## Instructions to follow
Write out only the lines running from the one that contains "the long brown" to the end of the material, both ends included.

(Entries from a dataset)
::::::

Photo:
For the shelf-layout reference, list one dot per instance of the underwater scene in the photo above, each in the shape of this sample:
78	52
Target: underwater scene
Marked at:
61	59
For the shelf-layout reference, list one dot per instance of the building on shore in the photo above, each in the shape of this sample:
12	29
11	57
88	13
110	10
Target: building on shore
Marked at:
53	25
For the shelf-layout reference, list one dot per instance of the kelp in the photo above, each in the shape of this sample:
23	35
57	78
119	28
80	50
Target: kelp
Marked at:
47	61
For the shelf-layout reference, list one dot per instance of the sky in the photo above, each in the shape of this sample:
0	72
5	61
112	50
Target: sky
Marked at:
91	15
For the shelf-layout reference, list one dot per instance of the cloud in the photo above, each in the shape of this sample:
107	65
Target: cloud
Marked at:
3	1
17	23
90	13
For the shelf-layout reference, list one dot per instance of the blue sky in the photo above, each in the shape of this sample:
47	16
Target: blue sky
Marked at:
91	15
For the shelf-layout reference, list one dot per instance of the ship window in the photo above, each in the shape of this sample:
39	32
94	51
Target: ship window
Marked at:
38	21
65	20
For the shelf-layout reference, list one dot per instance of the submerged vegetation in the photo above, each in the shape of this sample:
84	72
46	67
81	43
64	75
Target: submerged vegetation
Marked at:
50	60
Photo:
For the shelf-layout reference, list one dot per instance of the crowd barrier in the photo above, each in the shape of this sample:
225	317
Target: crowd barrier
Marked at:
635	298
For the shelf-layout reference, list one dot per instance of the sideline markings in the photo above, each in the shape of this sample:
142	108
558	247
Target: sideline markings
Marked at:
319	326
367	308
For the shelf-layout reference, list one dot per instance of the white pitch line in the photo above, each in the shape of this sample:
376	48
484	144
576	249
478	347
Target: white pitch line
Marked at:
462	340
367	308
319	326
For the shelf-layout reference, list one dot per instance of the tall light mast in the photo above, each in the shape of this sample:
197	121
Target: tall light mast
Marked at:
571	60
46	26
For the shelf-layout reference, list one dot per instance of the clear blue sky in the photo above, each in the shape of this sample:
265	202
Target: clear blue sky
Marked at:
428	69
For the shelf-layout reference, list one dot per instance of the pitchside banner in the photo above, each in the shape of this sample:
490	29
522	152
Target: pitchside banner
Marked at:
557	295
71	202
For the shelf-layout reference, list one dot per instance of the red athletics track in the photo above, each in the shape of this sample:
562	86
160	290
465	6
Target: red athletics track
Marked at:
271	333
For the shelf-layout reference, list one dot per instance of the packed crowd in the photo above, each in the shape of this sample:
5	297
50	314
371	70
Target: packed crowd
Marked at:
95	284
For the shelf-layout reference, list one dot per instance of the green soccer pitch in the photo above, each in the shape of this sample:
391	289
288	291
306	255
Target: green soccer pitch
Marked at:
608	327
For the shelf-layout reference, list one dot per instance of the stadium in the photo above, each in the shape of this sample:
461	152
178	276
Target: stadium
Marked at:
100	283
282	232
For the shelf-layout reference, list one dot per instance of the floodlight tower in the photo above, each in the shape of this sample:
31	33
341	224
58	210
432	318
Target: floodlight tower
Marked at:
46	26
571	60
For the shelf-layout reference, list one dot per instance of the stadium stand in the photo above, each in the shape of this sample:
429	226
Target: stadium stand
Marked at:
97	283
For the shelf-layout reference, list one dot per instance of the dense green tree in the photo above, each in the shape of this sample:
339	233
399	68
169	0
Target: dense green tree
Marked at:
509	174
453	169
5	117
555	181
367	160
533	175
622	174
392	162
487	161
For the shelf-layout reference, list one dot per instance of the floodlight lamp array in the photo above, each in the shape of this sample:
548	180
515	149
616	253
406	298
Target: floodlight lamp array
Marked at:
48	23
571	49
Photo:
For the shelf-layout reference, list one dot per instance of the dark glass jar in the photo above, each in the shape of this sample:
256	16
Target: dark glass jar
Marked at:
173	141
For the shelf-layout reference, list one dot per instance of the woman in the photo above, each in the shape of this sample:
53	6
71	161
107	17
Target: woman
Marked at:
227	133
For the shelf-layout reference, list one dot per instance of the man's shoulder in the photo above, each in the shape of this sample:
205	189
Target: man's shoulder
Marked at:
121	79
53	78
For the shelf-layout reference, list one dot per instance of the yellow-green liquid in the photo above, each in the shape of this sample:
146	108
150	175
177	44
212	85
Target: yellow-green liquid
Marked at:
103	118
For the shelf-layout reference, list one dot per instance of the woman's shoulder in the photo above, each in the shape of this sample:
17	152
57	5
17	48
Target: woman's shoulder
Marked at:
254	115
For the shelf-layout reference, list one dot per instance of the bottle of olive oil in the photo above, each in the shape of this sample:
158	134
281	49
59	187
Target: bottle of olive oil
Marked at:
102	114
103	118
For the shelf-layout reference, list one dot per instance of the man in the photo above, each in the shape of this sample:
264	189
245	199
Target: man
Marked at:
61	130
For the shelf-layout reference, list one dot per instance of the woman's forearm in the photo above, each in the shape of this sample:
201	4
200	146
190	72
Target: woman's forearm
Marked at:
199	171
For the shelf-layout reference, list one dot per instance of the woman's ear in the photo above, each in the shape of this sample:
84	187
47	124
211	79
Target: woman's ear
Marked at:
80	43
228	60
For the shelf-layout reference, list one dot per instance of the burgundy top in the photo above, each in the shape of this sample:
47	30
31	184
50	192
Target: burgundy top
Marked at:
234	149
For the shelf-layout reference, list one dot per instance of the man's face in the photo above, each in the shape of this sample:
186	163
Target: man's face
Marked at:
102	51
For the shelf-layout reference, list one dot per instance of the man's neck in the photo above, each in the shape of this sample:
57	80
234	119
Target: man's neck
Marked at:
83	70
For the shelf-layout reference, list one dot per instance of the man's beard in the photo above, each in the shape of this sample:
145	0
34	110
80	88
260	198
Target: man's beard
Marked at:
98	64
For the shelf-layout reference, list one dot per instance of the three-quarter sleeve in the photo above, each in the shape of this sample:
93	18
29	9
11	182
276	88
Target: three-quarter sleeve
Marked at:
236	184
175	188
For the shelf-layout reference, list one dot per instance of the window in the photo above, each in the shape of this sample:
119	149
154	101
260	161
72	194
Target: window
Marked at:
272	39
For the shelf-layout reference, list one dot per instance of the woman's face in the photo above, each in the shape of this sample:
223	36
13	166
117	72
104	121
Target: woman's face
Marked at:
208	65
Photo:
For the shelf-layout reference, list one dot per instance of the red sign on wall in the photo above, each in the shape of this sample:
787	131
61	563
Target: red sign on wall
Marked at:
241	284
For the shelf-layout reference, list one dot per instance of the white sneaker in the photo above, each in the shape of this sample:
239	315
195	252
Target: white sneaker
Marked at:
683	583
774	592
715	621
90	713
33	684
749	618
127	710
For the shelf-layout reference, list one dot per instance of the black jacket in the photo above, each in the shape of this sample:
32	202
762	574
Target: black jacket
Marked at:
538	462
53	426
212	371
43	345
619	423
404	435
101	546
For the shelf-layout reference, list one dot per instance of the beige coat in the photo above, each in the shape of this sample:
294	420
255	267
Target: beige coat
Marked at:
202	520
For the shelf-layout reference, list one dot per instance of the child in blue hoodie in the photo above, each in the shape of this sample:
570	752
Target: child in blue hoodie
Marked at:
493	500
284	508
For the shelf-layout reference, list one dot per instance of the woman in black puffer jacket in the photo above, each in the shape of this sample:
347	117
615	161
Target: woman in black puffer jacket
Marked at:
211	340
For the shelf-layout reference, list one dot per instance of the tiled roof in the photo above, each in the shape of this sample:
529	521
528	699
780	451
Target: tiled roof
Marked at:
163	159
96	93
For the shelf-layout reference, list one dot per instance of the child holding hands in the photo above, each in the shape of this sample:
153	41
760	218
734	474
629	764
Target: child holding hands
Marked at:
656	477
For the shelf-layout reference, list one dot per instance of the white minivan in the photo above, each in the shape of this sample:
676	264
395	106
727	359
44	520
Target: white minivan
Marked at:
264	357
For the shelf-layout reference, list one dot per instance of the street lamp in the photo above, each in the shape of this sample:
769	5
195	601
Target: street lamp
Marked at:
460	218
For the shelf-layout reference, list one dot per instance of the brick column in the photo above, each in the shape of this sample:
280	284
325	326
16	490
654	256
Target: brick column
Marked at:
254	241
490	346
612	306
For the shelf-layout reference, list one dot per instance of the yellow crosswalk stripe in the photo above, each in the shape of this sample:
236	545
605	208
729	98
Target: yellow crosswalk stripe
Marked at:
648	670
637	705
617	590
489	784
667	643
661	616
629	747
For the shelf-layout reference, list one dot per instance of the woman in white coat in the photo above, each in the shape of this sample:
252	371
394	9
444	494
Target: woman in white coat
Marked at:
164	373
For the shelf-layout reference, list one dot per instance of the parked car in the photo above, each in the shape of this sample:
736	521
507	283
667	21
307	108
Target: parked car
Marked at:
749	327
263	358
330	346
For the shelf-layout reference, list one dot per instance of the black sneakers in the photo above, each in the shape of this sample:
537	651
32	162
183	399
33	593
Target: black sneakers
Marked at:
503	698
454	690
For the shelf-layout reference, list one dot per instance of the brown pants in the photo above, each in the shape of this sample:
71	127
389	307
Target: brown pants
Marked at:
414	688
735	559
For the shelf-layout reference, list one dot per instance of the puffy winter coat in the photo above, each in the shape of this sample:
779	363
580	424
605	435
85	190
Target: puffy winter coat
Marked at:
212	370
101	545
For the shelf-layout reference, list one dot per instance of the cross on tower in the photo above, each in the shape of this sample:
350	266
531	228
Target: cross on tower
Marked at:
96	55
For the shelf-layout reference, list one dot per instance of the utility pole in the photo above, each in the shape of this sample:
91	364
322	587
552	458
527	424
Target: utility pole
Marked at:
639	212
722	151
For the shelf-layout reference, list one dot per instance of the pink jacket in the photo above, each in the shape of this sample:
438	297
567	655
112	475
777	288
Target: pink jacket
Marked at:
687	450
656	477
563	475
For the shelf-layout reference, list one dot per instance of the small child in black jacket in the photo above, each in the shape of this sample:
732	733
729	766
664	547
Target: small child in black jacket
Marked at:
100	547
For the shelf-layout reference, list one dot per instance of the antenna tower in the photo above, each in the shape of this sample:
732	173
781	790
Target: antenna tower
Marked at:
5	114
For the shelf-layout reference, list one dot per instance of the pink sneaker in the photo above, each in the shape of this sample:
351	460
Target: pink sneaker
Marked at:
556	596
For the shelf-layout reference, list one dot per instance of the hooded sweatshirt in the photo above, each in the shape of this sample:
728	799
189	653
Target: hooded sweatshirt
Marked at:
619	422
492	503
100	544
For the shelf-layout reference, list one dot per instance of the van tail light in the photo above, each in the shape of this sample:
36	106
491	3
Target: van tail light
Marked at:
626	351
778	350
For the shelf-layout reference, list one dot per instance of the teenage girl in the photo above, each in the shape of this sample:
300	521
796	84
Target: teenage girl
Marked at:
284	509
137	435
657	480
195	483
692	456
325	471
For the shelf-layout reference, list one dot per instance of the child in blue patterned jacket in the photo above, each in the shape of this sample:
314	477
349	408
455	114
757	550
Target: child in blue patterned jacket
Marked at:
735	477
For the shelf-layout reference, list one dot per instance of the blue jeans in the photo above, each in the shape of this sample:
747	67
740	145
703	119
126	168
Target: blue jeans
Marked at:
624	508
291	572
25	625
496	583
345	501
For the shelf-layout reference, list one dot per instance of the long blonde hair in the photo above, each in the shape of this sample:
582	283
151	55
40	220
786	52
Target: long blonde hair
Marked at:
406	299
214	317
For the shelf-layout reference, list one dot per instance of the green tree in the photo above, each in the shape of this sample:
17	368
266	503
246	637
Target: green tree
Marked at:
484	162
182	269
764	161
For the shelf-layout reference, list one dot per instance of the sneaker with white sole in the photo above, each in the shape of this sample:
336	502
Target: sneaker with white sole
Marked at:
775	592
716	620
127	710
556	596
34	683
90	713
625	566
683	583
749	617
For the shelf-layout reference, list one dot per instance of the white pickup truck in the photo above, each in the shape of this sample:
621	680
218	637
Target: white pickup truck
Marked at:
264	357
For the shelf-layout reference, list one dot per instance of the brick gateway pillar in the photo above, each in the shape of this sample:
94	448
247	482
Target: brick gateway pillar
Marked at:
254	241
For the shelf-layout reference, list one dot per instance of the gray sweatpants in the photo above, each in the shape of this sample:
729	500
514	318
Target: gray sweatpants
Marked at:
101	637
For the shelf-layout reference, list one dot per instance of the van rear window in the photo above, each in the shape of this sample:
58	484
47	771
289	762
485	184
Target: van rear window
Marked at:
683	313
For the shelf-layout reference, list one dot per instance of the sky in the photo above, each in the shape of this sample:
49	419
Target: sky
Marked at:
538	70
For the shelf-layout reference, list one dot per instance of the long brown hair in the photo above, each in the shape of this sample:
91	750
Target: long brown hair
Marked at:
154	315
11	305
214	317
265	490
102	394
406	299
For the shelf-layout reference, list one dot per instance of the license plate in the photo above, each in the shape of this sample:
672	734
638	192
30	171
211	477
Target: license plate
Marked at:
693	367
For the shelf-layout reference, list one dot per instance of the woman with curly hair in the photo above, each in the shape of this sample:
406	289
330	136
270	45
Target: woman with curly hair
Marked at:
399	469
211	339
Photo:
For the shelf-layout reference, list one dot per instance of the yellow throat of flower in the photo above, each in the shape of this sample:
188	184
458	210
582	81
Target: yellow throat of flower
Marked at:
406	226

::::::

## Exercise answer
For the shelf-layout reference, list one dot per instance of the long brown hair in the photo above, each in the shape of this sample:
91	750
Target: long brown hair
Marked at:
154	315
11	305
214	317
265	490
102	394
406	299
For the shelf-layout reference, list one dot per instance of the license plate in the photo above, each in the shape of this sample:
672	734
638	192
30	171
211	477
Target: license plate
Marked at:
693	367
For the shelf-layout reference, list one dot per instance of the woman with curly hair in the photo above, each in the shape of this sample:
406	289
330	136
270	45
Target: woman with curly hair
Marked at:
399	469
211	339
Photo:
For the shelf-layout reference, list one dot per instance of the yellow throat of flower in the photo above, each in the shape of this sample:
188	184
458	210
582	81
Target: yellow throat of flower
Marked at:
406	226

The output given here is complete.